▸ **Lista de tarefas**:
1/ Responda com base no texto sobre o livro de memórias de Dercy Gonçalves:
(a) Quem escreveu o livro e qual o parentesco dessa pessoa com Dercy?
(b) Qual era o nome do quarteto de mães de santo do qual Dercy fez parte?
(c) Em que dia da semana aconteciam as sessões?
2/ Retome o texto sobre o livro de memórias de Dercy Gonçalves a partir da última frase apresentada.

▸ **Trecho do texto**:
* Por Carlos Lima Costa
Treze anos após sua morte, Dercy Gonçalves (1907-2008), uma das atrizes mais irreverentes que o Brasil já conheceu, tem sua história revisitada no livro de memórias Minha Tia Dercy, escrito por sua sobrinha neta Lucy Freitas, que trabalhou mais de três décadas com ela como atriz e produtora. Além de relembrar passagens conhecidas de sua trajetória, a obra que já está em pré-venda desde o dia 28 pelo Catarse e que vai estar disponível nas livrarias até o final de novembro, traz detalhes pitorescos de sua trajetória de vida, como uma época em que Dercy fez parte de um quarteto de mães de santo, chamado As Quatro Cabeças, e recebia um caboclo chamado Paracatu.
“Eu morava com ela essa época. Minha tia era muito engraçada. Ela ia no macumbeiro, fazia despacho quando mandavam e foi um cara lá todo paramentado, um médium que recebia Nero, o Imperador de Roma. E começou a ir muita gente, no apartamento dela. Minha tia era uma estrela e não gostava de ser coadjuvante em espetáculo de ninguém. Então, deu um pé na bunda do Nero e tratou de montar seu próprio palco no tríplex em que morava. Com ela, estavam minha tia Lucy, irmã do meu pai, Nilza, uma costureira de teatro, que era macumbeira e trabalhava em um centro, e a amiga Nela Silva. Elas começaram a fazer sessão, todas às segundas, reunindo mais de 20 pessoas. Por ali passaram nomes importantes como Márcia Kubitschek (1943-2000), Lourdes Mayer (1922-1998) e Oscarito (1906-1970)”, revela.

[Registros de caixas rotuladas]
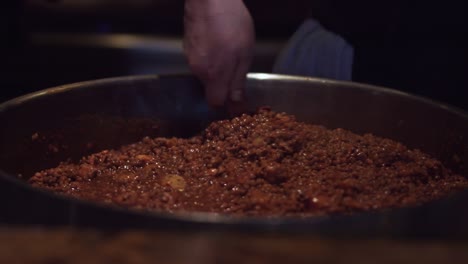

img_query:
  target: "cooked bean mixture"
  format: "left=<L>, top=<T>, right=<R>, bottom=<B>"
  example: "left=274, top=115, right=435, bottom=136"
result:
left=29, top=108, right=468, bottom=216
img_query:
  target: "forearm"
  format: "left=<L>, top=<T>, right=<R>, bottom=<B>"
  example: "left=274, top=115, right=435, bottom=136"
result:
left=185, top=0, right=244, bottom=17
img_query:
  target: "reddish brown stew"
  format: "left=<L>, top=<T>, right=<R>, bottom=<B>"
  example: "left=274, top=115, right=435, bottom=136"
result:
left=29, top=108, right=468, bottom=216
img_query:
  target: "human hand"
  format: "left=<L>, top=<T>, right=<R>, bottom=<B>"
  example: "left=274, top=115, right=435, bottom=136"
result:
left=184, top=0, right=255, bottom=109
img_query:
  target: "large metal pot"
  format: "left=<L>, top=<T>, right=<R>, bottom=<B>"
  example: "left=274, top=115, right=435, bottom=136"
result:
left=0, top=73, right=468, bottom=238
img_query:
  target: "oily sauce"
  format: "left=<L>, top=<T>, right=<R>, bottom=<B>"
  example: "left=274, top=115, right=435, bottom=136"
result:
left=29, top=108, right=468, bottom=216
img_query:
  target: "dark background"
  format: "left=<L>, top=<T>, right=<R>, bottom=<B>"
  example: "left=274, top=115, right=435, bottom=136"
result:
left=0, top=0, right=468, bottom=109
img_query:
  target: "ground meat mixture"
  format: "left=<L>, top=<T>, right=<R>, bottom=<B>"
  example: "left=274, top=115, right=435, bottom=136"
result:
left=29, top=108, right=468, bottom=216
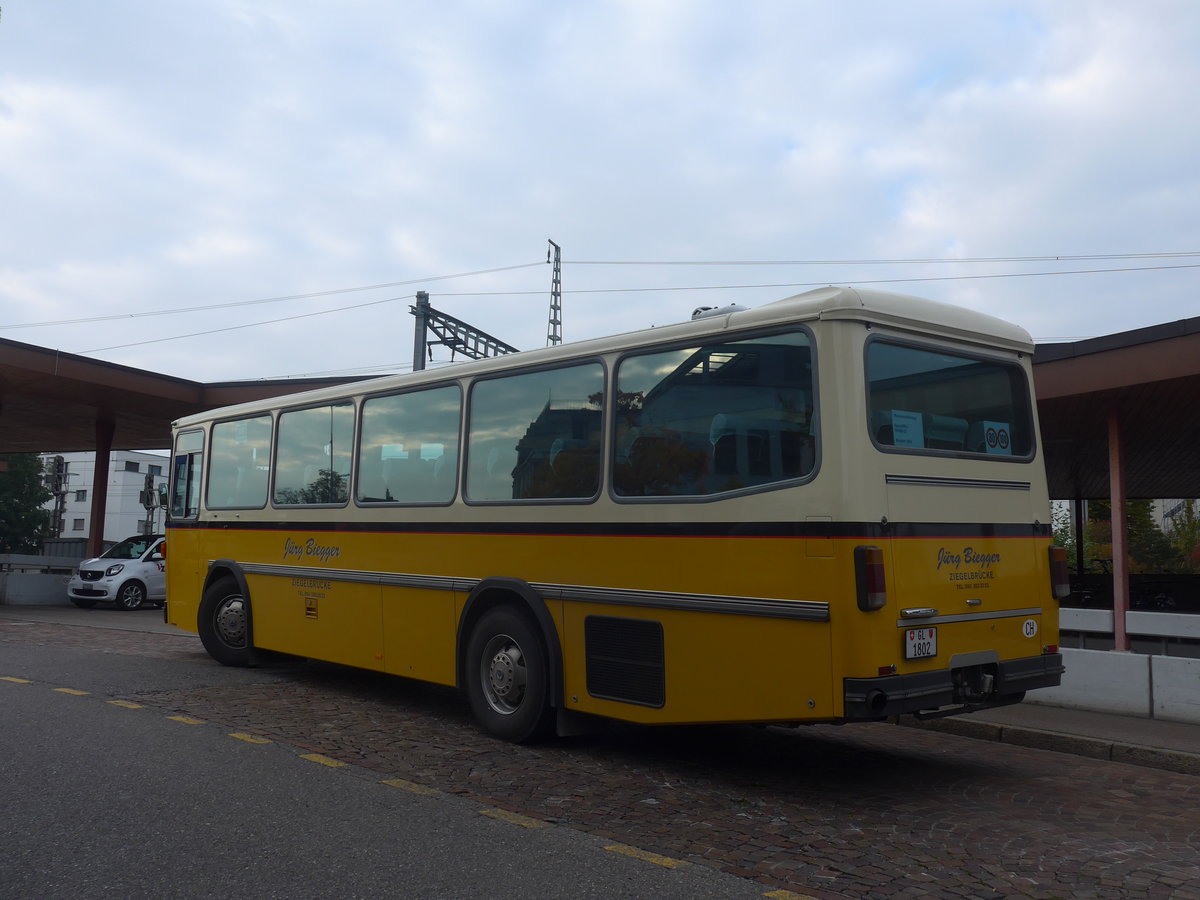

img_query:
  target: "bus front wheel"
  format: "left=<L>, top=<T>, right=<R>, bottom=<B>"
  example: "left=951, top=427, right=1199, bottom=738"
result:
left=466, top=606, right=554, bottom=743
left=197, top=578, right=251, bottom=666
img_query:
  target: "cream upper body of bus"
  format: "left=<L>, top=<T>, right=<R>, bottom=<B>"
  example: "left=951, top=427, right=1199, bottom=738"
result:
left=167, top=288, right=1064, bottom=740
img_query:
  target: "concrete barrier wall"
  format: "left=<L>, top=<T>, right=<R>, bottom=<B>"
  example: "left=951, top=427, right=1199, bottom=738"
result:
left=1150, top=656, right=1200, bottom=725
left=1028, top=647, right=1151, bottom=716
left=0, top=572, right=71, bottom=606
left=1027, top=647, right=1200, bottom=724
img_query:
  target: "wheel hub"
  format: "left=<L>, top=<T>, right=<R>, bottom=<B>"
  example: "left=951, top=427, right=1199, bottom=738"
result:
left=214, top=596, right=246, bottom=647
left=480, top=635, right=528, bottom=715
left=488, top=649, right=517, bottom=700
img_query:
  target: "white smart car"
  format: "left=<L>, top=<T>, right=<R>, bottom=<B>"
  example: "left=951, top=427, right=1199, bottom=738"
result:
left=67, top=534, right=167, bottom=610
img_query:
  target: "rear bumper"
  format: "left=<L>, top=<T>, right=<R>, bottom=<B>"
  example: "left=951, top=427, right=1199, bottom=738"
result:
left=845, top=653, right=1066, bottom=719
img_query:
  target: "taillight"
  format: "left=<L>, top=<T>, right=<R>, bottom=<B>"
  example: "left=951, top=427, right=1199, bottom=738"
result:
left=854, top=547, right=888, bottom=612
left=1050, top=547, right=1070, bottom=600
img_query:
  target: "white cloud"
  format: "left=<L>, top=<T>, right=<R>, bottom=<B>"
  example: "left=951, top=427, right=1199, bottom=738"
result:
left=0, top=0, right=1200, bottom=379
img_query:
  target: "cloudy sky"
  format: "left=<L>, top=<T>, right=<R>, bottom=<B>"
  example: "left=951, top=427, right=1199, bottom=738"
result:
left=0, top=0, right=1200, bottom=380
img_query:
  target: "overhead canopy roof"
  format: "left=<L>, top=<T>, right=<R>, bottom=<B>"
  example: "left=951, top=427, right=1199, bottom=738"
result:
left=1033, top=318, right=1200, bottom=499
left=0, top=318, right=1200, bottom=499
left=0, top=338, right=354, bottom=452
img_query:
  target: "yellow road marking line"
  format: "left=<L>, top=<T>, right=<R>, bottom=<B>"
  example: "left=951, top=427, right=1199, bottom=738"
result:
left=229, top=731, right=271, bottom=744
left=605, top=844, right=688, bottom=869
left=300, top=754, right=349, bottom=769
left=379, top=778, right=440, bottom=797
left=479, top=809, right=550, bottom=828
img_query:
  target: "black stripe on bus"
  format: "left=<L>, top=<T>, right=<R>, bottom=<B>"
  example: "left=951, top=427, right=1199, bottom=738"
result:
left=167, top=520, right=1050, bottom=540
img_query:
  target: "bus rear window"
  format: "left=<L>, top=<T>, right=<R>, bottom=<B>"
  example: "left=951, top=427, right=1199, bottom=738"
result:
left=866, top=340, right=1033, bottom=458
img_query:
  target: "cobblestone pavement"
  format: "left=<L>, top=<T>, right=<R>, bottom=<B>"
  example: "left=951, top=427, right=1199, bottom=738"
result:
left=0, top=622, right=1200, bottom=900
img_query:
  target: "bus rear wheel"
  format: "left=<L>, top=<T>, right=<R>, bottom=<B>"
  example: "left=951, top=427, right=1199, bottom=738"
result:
left=466, top=606, right=554, bottom=743
left=196, top=578, right=251, bottom=666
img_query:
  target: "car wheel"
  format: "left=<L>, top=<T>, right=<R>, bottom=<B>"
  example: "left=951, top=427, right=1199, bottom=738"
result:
left=116, top=581, right=146, bottom=611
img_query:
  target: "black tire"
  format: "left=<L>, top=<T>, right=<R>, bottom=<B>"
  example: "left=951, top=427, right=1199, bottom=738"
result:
left=113, top=581, right=146, bottom=612
left=464, top=606, right=554, bottom=744
left=196, top=578, right=253, bottom=667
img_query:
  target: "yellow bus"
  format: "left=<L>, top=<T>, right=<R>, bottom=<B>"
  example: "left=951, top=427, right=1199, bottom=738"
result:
left=167, top=288, right=1067, bottom=742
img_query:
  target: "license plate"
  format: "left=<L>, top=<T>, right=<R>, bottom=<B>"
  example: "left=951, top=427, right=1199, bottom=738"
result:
left=904, top=628, right=937, bottom=659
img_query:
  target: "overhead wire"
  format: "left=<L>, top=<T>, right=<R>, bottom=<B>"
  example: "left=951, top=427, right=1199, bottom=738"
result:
left=0, top=260, right=545, bottom=331
left=35, top=251, right=1200, bottom=354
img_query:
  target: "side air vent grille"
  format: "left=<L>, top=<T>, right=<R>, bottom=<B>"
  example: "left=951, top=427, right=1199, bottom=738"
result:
left=583, top=616, right=666, bottom=707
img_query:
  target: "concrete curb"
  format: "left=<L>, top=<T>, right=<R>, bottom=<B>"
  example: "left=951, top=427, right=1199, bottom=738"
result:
left=896, top=715, right=1200, bottom=775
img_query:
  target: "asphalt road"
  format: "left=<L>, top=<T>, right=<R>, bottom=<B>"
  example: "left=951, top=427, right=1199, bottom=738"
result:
left=0, top=608, right=1200, bottom=900
left=0, top=628, right=763, bottom=899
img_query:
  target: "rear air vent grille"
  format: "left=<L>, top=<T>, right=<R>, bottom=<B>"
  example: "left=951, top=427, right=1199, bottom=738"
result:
left=583, top=616, right=666, bottom=707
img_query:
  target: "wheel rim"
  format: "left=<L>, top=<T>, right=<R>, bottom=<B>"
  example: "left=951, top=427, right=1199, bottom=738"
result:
left=212, top=595, right=246, bottom=648
left=479, top=635, right=529, bottom=715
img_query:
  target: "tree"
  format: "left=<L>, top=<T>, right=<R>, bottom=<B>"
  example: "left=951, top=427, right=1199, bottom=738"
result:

▸ **Problemas resolvidos**:
1/
(a) Lucy Freitas, sobrinha neta de Dercy.
(b) As Quatro Cabeças.
(c) Às segundas-feiras.

2/
Foi justamente uma história envolvendo o comediante Oscarito, astro de filmes como Aviso Aos Navegantes e Nem Sansão Nem Dalila, que fez com que Dercy cancelasse essas sessões. “Ele estava doente e ia lá. Aí o tal do caboclo Paracatu, que minha tia manifestava, mandou a Margot Louro (1916-2011), mulher do Oscarito, fazer um despacho para ele no cemitério. E minha tia foi junto. Elas deixaram o alguidar em cima de um túmulo para arrumar o lugar que iam colocar a oferenda, acenderam as velas do despacho e quando foram pegar o alguidar para oferecer para o santo, ele tinha sumido. Minha tia ficou apavorada, porque ela teve a intuição se dizendo manifestada. Mas tinha consciência de que não recebia ninguém e ficou com medo daquilo pelo que aconteceu no cemitério. Assim, ela acabou com as sessões. Tempos depois, tia Dercy me confessou que pelo menos da parte dela era encenação”, explica Lucy, que trabalhou com a atriz em novelas como Cavalo Amarelo, da Band, e Deus Nos Acuda, na Globo, das quais Dercy participou.
Sobre esse lado místico, no livro, Lucy revela ainda que Dercy dizia que não existia vida após a morte. “Mas um dia, ela me falou assim: ‘Quando eu morrer não quero essa gente se manifestando e me recebendo, não quero ninguém dizendo que sou eu. Vou te entregar uma senha. Se a pessoa não falar isso, não sou eu.’ Ainda brinquei que ela estava se contradizendo. Mas, de repente, queria era provar que isso não é verdade, que realmente não tem vida depois. Após a morte dela, recebi tipo cartas psicografadas, mas nunca teve a tal senha”, conta.
A ideia de escrever o livro surgiu antes mesmo da morte de Dercy. Ela chegou a prestar consultoria para Maria Adelaide Amaral, quando esta escreveu a biografia Dercy De Cabo a Rabo, em 1994. E foi a própria autora que sugeriu que ela lançasse uma obra, pois conhecia inúmeras histórias. Na época, Lucy estava brigada com a tia, e fez as pazes justamente na noite de autógrafos.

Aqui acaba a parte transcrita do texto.